▶ DATASET ENTRIES:
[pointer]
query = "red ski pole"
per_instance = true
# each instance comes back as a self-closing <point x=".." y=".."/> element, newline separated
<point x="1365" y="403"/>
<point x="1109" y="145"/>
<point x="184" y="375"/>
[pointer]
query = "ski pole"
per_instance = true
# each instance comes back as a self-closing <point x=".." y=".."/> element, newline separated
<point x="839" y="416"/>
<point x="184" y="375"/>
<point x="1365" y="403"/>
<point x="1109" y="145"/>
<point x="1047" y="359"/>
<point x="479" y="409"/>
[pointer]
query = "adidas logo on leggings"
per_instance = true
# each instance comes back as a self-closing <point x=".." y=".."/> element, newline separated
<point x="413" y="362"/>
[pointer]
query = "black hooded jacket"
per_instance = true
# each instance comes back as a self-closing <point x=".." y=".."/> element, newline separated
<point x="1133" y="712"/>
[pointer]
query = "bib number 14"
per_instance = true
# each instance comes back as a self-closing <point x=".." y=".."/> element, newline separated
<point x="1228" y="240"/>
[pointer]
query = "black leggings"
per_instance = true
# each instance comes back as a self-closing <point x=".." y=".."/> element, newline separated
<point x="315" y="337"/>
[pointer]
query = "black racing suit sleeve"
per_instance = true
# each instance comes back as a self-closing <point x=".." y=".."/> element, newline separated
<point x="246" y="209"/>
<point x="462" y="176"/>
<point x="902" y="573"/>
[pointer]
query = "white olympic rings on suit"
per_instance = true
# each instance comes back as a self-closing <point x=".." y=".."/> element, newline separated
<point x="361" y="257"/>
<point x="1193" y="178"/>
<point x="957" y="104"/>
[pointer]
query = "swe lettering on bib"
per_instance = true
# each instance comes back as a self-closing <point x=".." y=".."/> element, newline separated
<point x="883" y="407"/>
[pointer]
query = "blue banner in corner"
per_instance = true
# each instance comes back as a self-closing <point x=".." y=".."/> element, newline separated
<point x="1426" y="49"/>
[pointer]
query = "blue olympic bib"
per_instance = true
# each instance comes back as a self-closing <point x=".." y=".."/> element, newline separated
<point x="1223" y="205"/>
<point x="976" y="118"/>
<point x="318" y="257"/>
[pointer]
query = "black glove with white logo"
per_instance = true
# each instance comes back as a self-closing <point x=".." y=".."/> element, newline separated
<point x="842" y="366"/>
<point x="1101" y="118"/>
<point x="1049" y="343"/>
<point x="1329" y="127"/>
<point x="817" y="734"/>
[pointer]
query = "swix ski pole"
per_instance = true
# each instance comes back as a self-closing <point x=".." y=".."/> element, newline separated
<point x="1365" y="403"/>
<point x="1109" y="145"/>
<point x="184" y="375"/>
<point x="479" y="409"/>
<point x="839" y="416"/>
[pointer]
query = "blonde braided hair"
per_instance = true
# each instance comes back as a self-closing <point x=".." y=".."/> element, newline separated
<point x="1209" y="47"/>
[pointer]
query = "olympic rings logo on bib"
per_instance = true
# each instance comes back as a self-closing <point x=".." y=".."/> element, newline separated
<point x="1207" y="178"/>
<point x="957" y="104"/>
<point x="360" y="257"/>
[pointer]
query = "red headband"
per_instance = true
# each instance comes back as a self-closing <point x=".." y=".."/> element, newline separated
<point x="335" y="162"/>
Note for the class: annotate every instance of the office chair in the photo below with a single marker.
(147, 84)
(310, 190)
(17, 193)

▶ TASK PROMPT:
Every single record is to be set down again, unaltered.

▶ EXERCISE RESPONSE:
[pointer]
query = "red ski pole"
per_instance = true
# each instance comes back as a self-closing <point x=".." y=".."/> element, newline separated
<point x="1365" y="403"/>
<point x="1109" y="145"/>
<point x="184" y="375"/>
[pointer]
query = "ski pole"
per_instance = true
# each instance comes back as a self-closing <point x=".." y=".."/> element, newline separated
<point x="839" y="416"/>
<point x="184" y="375"/>
<point x="1365" y="403"/>
<point x="1109" y="145"/>
<point x="1047" y="359"/>
<point x="479" y="409"/>
[pointer]
query = "adidas logo on leggings"
per_instance = true
# each instance comes back as a self-closing <point x=".." y=".."/> element, newline separated
<point x="413" y="362"/>
[pointer]
query = "black hooded jacket"
per_instance = true
# each instance comes back as a self-closing <point x=".." y=".."/> element, newline separated
<point x="1133" y="712"/>
[pointer]
query = "bib number 14"
per_instance = true
# each instance comes back as a self-closing <point x=".." y=".."/> element, newline separated
<point x="1228" y="240"/>
[pointer]
query = "black leggings"
per_instance = true
# each instance comes back as a self-closing <point x=".." y=".."/> element, newline separated
<point x="315" y="337"/>
[pointer]
query = "black racing suit sleeve"
per_instance = true
# each instance comes back as a self-closing <point x=".." y=".."/> element, newline separated
<point x="246" y="209"/>
<point x="462" y="176"/>
<point x="902" y="573"/>
[pointer]
query = "white olympic rings on suit"
per_instance = true
# each instance comes back as a self-closing <point x=".." y=".."/> element, newline separated
<point x="361" y="257"/>
<point x="1193" y="178"/>
<point x="957" y="104"/>
[pointer]
query = "swe lettering on bib"
per_instance = true
# each instance comes back as a self-closing <point x=".." y=".."/> element, newline separated
<point x="883" y="407"/>
[pointer]
query = "blue banner in corner"
per_instance = true
# each instance comes back as a self-closing <point x=".." y=".."/> element, newline separated
<point x="1426" y="49"/>
[pointer]
query = "blue olympic bib"
per_instance = true
# each instance comes back as a self-closing <point x=".." y=".."/> element, newline separated
<point x="1223" y="205"/>
<point x="976" y="118"/>
<point x="318" y="257"/>
[pointer]
query = "black glove with white logo"
per_instance = true
# each instance comes back as a self-closing <point x=".." y=".."/> element, newline separated
<point x="842" y="366"/>
<point x="1101" y="118"/>
<point x="1049" y="343"/>
<point x="1329" y="127"/>
<point x="817" y="734"/>
[pointer]
query = "swix ski pole"
per_instance = true
# each instance comes back as a self-closing <point x=".." y=".."/> element, newline separated
<point x="1365" y="403"/>
<point x="1109" y="145"/>
<point x="184" y="375"/>
<point x="479" y="409"/>
<point x="839" y="416"/>
[pointer]
query = "blonde braided hair"
per_instance = true
# each instance comes back as a self-closing <point x=".." y=".."/> element, newline separated
<point x="1209" y="47"/>
[pointer]
query = "olympic rings logo on bib"
per_instance = true
# each instance comes back as a self-closing <point x=".." y=".."/> element, newline separated
<point x="1207" y="178"/>
<point x="957" y="104"/>
<point x="360" y="257"/>
[pointer]
query = "red headband"
per_instance = true
# each instance comes back as a self-closing <point x=".." y=".."/> element, newline separated
<point x="335" y="162"/>
Note for the class: annotate every instance of the office chair in the photo below with a single marker.
(147, 84)
(310, 190)
(17, 193)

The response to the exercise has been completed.